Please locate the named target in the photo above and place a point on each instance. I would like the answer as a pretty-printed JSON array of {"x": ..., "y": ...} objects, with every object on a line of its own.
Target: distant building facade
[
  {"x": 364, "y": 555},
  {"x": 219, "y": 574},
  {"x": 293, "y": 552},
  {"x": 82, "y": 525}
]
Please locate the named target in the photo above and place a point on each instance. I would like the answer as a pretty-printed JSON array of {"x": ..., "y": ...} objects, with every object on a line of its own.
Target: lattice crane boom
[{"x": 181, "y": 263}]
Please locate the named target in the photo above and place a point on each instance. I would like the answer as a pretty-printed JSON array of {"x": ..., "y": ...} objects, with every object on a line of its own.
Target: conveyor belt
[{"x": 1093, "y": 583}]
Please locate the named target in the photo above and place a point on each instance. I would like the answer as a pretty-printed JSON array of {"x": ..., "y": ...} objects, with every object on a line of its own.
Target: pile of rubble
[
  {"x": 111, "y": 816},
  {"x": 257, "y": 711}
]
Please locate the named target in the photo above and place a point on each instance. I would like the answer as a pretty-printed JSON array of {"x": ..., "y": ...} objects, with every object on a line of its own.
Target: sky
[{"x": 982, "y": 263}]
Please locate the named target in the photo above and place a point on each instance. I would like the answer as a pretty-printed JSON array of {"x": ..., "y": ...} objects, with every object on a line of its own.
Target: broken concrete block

::::::

Your assignment: Transcribe each entry. Leave nothing out.

Answer for this exercise:
Please locate the named target in the photo above and place a point on each instance. I would like the answer as a pretty-printed JSON array of {"x": ..., "y": ...} objects, with every object on a line of its own.
Target: distant building facade
[
  {"x": 364, "y": 555},
  {"x": 219, "y": 574},
  {"x": 293, "y": 552},
  {"x": 82, "y": 525}
]
Please locate the named target in the photo above and place a point on each instance. I would like the answer as a pretty-printed JSON array of {"x": ..., "y": ...} objects, with every object on a line of its own.
Target: lattice crane boom
[{"x": 181, "y": 263}]
Please locate the named target in the photo above and place a point on each instance. I would like the answer as a pretty-printed JSON array of {"x": ..., "y": ...} objects, with every object on a line of its own.
Target: conveyor belt
[{"x": 1093, "y": 583}]
Please locate the named target in the photo above and place a point on each instance. I would like the answer as a pretty-printed JSON array of {"x": ..., "y": ...} objects, with every object on a line of its own.
Target: pile of rubble
[
  {"x": 111, "y": 816},
  {"x": 257, "y": 711}
]
Please locate the named target in the photo above and place a point on each instance. I would like the answer as a pretty-printed JSON array of {"x": ..., "y": ...} objects, with every object on a line of its own.
Target: sky
[{"x": 982, "y": 263}]
Please locate the named target in the photo above and place a point on each instance. I would like the answer as a pretty-printed JSON array of {"x": ..., "y": ...} objects, with every object on a line of its own.
Target: broken concrete block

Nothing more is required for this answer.